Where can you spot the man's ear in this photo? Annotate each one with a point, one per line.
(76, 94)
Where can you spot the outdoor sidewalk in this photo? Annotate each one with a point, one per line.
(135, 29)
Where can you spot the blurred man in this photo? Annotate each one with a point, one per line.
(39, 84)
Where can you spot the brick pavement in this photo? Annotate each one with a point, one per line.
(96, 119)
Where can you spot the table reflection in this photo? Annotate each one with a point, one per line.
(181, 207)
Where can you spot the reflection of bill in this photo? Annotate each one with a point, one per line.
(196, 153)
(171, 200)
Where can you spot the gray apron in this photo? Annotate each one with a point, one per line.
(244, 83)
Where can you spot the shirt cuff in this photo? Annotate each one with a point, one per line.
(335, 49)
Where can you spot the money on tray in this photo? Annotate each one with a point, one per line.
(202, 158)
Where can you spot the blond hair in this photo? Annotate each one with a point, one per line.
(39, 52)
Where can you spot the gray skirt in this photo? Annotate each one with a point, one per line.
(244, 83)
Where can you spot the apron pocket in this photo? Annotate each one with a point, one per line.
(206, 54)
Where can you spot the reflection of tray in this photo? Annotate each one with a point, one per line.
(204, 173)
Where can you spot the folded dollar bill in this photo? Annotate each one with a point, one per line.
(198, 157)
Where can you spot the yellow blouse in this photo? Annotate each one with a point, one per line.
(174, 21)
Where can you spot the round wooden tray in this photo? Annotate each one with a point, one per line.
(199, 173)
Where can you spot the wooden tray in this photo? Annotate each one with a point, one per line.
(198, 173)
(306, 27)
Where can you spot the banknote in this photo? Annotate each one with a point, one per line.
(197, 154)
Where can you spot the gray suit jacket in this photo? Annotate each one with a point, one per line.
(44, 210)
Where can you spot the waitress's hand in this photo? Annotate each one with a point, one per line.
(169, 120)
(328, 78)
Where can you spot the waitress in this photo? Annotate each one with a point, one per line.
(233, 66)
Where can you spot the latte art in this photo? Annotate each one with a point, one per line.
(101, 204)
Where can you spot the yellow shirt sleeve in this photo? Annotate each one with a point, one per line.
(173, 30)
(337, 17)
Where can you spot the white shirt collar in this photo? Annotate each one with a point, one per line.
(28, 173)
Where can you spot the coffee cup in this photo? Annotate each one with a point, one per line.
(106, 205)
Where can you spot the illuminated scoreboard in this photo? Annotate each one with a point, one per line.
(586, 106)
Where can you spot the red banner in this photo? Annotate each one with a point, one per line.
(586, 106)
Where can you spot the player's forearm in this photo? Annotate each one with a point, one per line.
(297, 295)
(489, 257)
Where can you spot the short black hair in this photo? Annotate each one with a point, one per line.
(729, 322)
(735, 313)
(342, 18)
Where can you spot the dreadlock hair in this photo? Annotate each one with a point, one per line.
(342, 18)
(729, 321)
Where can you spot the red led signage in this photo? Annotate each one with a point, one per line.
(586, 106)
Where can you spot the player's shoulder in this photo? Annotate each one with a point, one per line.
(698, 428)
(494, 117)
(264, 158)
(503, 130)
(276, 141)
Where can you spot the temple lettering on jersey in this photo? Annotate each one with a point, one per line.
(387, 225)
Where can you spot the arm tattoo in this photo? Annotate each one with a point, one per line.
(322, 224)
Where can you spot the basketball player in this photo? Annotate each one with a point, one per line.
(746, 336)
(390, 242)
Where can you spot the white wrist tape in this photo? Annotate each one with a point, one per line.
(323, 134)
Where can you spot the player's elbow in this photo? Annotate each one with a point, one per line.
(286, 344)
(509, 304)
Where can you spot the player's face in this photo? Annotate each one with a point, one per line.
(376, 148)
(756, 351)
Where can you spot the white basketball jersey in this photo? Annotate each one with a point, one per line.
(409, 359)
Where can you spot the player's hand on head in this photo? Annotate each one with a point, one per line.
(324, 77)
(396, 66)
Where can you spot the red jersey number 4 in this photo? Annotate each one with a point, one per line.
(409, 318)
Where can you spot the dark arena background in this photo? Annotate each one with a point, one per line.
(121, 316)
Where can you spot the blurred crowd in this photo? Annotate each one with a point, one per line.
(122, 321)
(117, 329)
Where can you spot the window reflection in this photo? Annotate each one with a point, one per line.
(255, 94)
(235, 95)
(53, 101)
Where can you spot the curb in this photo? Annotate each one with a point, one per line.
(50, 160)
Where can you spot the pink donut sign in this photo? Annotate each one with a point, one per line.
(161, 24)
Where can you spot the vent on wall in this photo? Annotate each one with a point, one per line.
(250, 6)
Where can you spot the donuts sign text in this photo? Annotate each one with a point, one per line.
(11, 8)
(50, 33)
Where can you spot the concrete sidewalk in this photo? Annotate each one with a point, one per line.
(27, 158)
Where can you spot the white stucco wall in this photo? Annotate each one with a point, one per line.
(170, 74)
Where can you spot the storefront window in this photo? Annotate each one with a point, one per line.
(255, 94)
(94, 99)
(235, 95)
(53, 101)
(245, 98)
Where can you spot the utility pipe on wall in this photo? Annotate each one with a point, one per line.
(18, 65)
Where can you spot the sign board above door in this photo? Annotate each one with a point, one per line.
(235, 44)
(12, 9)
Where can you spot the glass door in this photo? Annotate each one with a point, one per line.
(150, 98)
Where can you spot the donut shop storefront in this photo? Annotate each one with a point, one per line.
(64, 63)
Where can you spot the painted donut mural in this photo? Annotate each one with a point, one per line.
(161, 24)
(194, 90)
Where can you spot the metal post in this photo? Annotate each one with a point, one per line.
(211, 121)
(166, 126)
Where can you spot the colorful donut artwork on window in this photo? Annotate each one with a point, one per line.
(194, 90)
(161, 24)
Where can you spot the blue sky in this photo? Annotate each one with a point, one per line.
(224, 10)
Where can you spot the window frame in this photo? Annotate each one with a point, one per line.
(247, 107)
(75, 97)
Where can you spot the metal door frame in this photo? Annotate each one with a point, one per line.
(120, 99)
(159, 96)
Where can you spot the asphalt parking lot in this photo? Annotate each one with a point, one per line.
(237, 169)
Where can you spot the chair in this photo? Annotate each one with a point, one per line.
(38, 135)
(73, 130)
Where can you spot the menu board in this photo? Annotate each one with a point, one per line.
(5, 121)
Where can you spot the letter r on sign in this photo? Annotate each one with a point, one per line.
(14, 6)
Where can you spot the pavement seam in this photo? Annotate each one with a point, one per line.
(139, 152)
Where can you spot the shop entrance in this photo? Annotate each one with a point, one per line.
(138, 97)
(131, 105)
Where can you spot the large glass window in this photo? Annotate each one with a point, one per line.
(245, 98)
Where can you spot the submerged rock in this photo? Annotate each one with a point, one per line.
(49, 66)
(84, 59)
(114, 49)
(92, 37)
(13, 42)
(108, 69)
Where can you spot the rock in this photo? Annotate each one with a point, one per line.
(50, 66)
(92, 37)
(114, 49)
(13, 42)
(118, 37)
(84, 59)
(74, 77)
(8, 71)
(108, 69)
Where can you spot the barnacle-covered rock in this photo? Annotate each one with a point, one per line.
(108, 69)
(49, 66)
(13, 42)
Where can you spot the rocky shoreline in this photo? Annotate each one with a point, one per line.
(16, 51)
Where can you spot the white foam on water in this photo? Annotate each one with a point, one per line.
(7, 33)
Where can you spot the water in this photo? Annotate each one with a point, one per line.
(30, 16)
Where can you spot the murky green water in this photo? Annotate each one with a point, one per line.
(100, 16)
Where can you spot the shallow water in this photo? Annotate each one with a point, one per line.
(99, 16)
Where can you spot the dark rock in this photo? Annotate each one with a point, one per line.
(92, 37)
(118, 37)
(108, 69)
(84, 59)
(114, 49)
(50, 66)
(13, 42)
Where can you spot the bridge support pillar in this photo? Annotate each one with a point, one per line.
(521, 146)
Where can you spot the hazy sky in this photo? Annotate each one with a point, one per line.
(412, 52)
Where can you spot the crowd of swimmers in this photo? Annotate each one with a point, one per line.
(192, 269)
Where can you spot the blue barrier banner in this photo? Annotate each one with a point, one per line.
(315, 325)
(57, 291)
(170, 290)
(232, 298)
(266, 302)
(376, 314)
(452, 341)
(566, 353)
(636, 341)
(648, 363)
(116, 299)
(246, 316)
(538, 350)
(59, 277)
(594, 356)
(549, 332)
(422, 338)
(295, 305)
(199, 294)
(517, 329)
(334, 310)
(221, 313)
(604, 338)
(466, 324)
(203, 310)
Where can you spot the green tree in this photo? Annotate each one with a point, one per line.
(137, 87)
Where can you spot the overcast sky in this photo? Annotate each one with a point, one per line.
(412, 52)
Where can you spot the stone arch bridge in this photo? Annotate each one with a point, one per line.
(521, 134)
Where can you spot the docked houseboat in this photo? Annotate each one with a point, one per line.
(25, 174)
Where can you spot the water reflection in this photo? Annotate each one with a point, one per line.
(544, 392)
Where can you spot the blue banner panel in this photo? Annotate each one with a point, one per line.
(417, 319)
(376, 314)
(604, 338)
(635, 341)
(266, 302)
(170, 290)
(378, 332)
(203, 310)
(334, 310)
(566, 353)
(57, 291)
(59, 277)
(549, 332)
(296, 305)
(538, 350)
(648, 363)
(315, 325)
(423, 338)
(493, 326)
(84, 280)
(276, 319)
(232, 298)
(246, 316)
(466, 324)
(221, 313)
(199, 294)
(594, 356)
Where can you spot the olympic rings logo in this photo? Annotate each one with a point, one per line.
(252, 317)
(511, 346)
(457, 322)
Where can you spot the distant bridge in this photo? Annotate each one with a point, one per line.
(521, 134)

• **Task statement**
Through the last line of the entries above, beginning at the line containing "Where can you spot the overcast", transcribe each line exactly, both ends included and nothing more.

• **Result**
Where can you spot the overcast sky in this photo? Annotate each one with a point, one per line.
(412, 52)
Where can you spot the stone arch bridge in this photo? Annotate each one with a point, one per line.
(521, 134)
Where can you spot the docked houseboat in this photo? Annotate each one with a point, one per line.
(25, 174)
Where can you spot the water reflection in this photo? Annotate each one with a point, one per line.
(544, 392)
Where can you spot the blue banner panel in this photo? Annotate each one with a point, one per line.
(417, 319)
(376, 314)
(604, 338)
(635, 341)
(266, 302)
(170, 290)
(378, 332)
(203, 310)
(334, 310)
(566, 353)
(57, 291)
(59, 277)
(549, 332)
(296, 305)
(538, 350)
(648, 363)
(315, 325)
(423, 338)
(493, 326)
(84, 280)
(276, 319)
(232, 298)
(246, 316)
(466, 324)
(221, 313)
(199, 294)
(594, 356)
Where can you spot the olympic rings logo in this photo? Annotate each one with a point, one per line.
(252, 317)
(511, 346)
(457, 322)
Where can you spot the distant bridge in this photo? Annotate each one with a point, one per line.
(521, 134)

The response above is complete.